**SUPPLIED TEXT**:
And then there is Gordon Gekko. An area as grey as his temples.

At first glance, the Michael Douglas character is a microcosm of 80’s greed-he is known foremost for stating that “Greed is good”. Gekko, with his bulky mobile phone and mortgage busting suspenders, is the mascot of a shameful era. With his slicked back coif and cigar smoking alpha male pose, he was big bad wolf that college finance professors warned us about and the dark dirty secret that these students aspired to be. Gordon Gekko was excess before it was cool, the P Diddy jetsetter before “bling” and “swag” hit our vernacular. But in reality Gekko was never an avatar for the times-the times aspired to become Gekko. Life imitating art.

Based on corporate raiders and Manhattan predators like Ivan Boesky and Michael Milken, Gekko has been labeled as the devil incarnate, as well as the offspring of what we all would be-if we could. Ruthless, callous and forgiving, he was the prototype of success in the 1980’s. A throat stepper with no regard, Gordon Gekko was a forefather of a dangerous school of thought-world domination, in designer clothing. And though he was created as a warning of what not to be, film goers embraced him emphatically. Just like an innocent girl forced to choose between a Boy Scout or the bad boy, or a conflicted man weighing the angel on one shoulder and a hellish serpent on the other; the dark side always looks a little juicier.

**DATA FOR PROCESSING**:

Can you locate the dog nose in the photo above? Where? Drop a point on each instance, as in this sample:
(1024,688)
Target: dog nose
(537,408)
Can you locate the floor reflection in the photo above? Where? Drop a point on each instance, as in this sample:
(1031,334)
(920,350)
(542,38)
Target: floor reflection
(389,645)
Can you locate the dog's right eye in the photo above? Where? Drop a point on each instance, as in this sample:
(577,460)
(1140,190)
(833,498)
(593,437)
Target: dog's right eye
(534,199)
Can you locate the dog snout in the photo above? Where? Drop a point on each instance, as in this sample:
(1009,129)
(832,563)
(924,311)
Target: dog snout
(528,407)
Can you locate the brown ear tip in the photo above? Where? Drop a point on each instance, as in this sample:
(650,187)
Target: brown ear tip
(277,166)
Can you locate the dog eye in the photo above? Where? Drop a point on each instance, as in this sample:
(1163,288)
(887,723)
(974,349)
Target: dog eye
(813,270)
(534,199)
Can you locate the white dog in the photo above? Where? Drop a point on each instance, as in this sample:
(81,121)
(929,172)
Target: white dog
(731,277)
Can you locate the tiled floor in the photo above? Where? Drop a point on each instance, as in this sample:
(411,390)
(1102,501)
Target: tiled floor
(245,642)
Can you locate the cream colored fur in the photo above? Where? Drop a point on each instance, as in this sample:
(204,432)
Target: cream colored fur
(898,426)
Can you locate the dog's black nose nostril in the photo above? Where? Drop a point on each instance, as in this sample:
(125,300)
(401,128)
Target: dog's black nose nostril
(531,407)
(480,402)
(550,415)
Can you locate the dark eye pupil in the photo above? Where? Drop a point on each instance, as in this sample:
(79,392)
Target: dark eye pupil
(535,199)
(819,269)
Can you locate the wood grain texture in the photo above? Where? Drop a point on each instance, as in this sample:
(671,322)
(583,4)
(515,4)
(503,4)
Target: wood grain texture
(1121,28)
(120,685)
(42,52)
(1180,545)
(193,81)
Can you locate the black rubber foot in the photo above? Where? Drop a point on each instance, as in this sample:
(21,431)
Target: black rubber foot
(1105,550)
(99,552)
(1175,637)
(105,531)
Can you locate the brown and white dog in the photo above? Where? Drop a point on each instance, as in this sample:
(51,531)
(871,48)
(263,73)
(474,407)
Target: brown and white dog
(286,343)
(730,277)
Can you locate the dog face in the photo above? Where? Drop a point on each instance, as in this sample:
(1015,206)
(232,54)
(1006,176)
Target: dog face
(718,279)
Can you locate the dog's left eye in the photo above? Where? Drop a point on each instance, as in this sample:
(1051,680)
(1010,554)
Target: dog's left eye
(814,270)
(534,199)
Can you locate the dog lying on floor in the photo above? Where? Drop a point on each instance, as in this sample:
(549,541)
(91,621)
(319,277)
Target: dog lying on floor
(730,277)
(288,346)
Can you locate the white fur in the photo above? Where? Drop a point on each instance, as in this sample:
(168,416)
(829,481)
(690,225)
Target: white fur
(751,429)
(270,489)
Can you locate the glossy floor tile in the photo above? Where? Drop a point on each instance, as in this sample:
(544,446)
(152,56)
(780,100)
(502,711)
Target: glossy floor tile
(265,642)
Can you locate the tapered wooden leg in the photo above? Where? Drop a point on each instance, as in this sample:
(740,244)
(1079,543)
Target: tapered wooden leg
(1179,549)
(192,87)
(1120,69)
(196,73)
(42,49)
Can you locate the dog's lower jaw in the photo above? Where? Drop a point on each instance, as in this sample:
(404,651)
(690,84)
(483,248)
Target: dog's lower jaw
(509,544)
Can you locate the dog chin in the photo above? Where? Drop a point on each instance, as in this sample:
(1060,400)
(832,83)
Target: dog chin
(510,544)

**THINGS TO DO**:
a. Decide whether each statement below agrees with the Gordon Gekko passage, answering yes or no and quoting the words that settle it: (i) Gekko is a character played by Michael Douglas; (ii) Gekko was based on figures such as Ivan Boesky and Michael Milken; (iii) film goers rejected Gekko as the warning he was created to be.
b. Transcribe word for word everything in the listing from the line containing "Can you locate the black" down to the last line of the listing, including both ends.

**RESULTS BY TASK**:
a.
(i) Yes: "the Michael Douglas character"
(ii) Yes: "Based on corporate raiders and Manhattan predators like Ivan Boesky and Michael Milken"
(iii) No: "And though he was created as a warning of what not to be, film goers embraced him emphatically."

b.
Can you locate the black rubber foot in the photo above? Where? Drop a point on each instance, as in this sample:
(21,431)
Target: black rubber foot
(1105,550)
(99,552)
(1175,637)
(105,531)
Can you locate the brown and white dog in the photo above? Where? Drop a point on each instance, as in this sample:
(51,531)
(871,48)
(263,73)
(474,407)
Target: brown and white dog
(286,343)
(730,277)
Can you locate the dog face in the photo above? Where? Drop a point on each instance, as in this sample:
(1015,206)
(232,54)
(1006,176)
Target: dog face
(718,279)
Can you locate the dog's left eye in the photo above? Where? Drop a point on each instance, as in this sample:
(1051,680)
(1010,554)
Target: dog's left eye
(814,270)
(534,199)
Can you locate the dog lying on floor in the photo above? Where? Drop a point on each instance, as in this sample:
(549,541)
(91,621)
(319,277)
Target: dog lying on floor
(730,277)
(288,346)
Can you locate the white fur in the photo above? Where? Drop a point on each instance, as in this sample:
(168,416)
(829,481)
(690,225)
Target: white fur
(751,429)
(270,489)
Can you locate the glossy floor tile in the photo above? Where? Drop a point on each instance, as in this sample:
(544,446)
(152,56)
(780,100)
(502,711)
Target: glossy floor tile
(265,642)
Can you locate the tapered wooden leg in the photo above? Where? Drop a point on each instance, as in this sample:
(740,244)
(1079,543)
Target: tapered wooden leg
(1179,549)
(192,87)
(1120,69)
(196,73)
(42,49)
Can you locate the dog's lower jaw in the photo above? Where? Drop a point on each instance, as in this sample:
(404,651)
(690,84)
(483,248)
Target: dog's lower jaw
(509,544)
Can you locate the dog chin in the photo above? Where? Drop a point on each instance, as in this sample:
(1060,400)
(832,83)
Target: dog chin
(510,544)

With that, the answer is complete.